Scan the listing for "counts" and copy out each line that has it.

───

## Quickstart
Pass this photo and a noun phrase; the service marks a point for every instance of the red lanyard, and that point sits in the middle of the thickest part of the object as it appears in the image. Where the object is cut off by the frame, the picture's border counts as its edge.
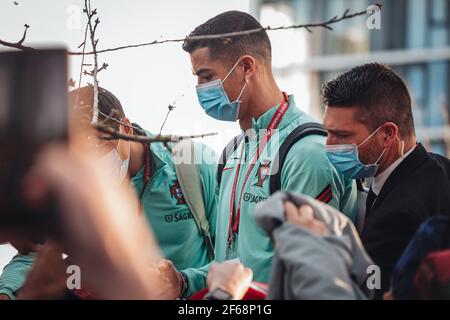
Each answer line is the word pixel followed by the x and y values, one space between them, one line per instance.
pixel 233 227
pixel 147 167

───

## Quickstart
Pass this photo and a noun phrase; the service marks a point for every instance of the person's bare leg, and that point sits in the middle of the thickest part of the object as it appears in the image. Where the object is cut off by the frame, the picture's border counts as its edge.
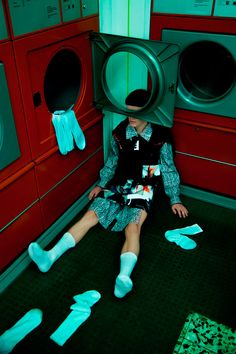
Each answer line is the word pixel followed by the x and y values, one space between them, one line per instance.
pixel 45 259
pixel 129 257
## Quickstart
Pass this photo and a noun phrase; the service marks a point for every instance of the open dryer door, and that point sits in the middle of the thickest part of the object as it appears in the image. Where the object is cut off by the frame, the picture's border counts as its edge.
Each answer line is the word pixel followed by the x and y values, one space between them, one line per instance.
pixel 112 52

───

* Output of the task:
Pass this photo and a noun phrase; the service marks a point for every instance of the red lanyard, and that point sits in the middle of the thickest part of the object as it appears in the image. Where the object is cut off by the frame, the picture's border counts as its edge.
Pass this photo and a noun phrase; the service marks a point for every instance of the person's bare leg, and that point sits in the middle of the thickest part of the object as it appears in the image. Where the object is cut off by the frame, the picture's border counts as its edge.
Pass this photo and a noun phrase; the service marks a point for every instance of the open dryer door, and that point sits in the middle of the thickest part of the object as it appears in the image. Where the object is cut off by the frame, the picture's border counts as its edge.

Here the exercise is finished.